Data extracted from a collection:
==============================
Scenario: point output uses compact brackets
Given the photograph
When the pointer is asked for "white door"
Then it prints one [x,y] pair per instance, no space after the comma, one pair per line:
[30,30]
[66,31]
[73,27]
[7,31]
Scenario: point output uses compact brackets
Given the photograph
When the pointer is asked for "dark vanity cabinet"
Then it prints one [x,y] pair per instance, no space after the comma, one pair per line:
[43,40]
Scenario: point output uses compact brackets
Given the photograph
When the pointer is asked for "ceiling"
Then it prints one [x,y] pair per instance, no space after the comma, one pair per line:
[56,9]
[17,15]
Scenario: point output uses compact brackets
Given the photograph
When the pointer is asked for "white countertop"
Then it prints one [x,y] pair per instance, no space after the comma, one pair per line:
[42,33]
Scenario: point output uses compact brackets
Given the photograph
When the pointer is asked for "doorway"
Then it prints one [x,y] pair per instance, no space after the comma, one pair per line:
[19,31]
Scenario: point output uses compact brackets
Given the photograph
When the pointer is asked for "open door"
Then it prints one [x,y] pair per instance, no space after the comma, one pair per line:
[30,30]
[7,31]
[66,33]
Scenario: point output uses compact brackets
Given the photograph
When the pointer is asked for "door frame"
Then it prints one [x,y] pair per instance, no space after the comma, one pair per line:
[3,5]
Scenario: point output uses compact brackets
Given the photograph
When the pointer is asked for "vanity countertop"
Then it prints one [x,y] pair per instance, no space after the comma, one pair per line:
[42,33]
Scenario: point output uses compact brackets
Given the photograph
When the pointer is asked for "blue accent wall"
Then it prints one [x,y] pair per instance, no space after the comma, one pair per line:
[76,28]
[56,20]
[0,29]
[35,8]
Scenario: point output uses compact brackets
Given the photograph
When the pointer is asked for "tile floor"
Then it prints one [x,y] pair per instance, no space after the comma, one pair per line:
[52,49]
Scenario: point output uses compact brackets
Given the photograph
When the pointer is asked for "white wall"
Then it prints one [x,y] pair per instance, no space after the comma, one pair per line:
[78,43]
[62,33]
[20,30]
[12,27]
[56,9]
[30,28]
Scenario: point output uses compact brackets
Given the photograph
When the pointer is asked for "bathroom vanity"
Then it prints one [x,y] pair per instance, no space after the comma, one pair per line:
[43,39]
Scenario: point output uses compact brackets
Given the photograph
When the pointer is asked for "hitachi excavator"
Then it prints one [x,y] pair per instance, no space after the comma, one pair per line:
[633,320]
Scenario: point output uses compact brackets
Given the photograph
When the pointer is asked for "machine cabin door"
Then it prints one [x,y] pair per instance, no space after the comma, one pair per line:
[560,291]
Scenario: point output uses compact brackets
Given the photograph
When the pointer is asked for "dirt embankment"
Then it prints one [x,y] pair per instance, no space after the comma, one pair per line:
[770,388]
==============================
Exercise description: So that the data stays intact, repeat all of it exactly.

Answer space:
Scenario: point output uses compact brackets
Given the photograph
When the pointer is asked for "white door"
Then it prints one [x,y] pair per instance, no space after the comma, one pair per line:
[30,30]
[66,31]
[73,27]
[7,31]
Scenario: point output uses compact brackets
Given the photograph
When the pointer is asked for "dark vanity cabinet"
Then it prints one [x,y] pair per instance, no space after the comma, one pair per line:
[43,40]
Scenario: point output uses compact brackets
Given the photograph
When the pointer is asked for "ceiling"
Then it prints one [x,y] pair per instance, no space after the comma, one pair per line:
[56,9]
[17,15]
Scenario: point output uses compact brackets
Given the photograph
When the pointer is asked for "white countertop"
Then it prints one [x,y] pair per instance, no space after the comma, one pair per line:
[42,33]
Scenario: point output uses compact brackets
Given the photograph
When the pointer is asked for "doorway"
Then it prints one [x,y] pair per instance, no space after the comma, one pair per line:
[19,31]
Scenario: point output uses compact brackets
Given the photograph
When the pointer is asked for "open door"
Then it prints one [x,y] pair per instance, no space after the comma, one pair per line:
[30,30]
[7,31]
[66,33]
Scenario: point output uses compact brackets
Given the photograph
When the pointer is asked for "door frame"
Then it prints one [x,y] pair per instance, no space after the comma, one pair per line:
[3,5]
Scenario: point output uses compact brackets
Given the photograph
When the pointer is asked for "vanity countertop"
Then it prints one [x,y] pair per instance, no space after the comma, one pair per line:
[42,33]
Scenario: point output uses compact brackets
Given the photograph
When the pointer is asked for "blue accent wall"
Then it prints one [x,y] pair per instance, no space after the comma, one pair per line:
[76,28]
[56,20]
[0,29]
[35,8]
Scenario: point output uses compact brackets
Given the photograph
When the pointer is asked for "tile floor"
Then it prints one [x,y] pair per instance, no space after the comma, one pair per line:
[52,49]
Scenario: point output uses compact brackets
Given the photograph
When the pointer is asked for "white wall"
Then it prints one [x,y] pair per instance, no space after the comma, one pair per line:
[78,43]
[62,33]
[20,30]
[12,27]
[56,9]
[30,28]
Scenario: point output uses compact brackets
Given the photograph
When the pointer is asked for "bathroom vanity"
Then it prints one [x,y] pair per instance, no space after the comma, one pair per line:
[43,39]
Scenario: point output uses compact brackets
Given the photograph
When the pointer is asked for "hitachi excavator"
Then it prints one [x,y] pair per instance, no space after the comma, one pair per line:
[633,320]
Scenario: point output uses compact brackets
Given the photograph
When the pointer is asked for "machine cabin door"
Then it prints one [x,y] pair per instance, no space after the comma, one pair per line:
[560,291]
Scenario: point output uses compact brackets
Given the photograph
When the pointer is asked for "dirt embankment"
Then it prints one [x,y] pair per instance, no space after the comma, one pair per line:
[770,388]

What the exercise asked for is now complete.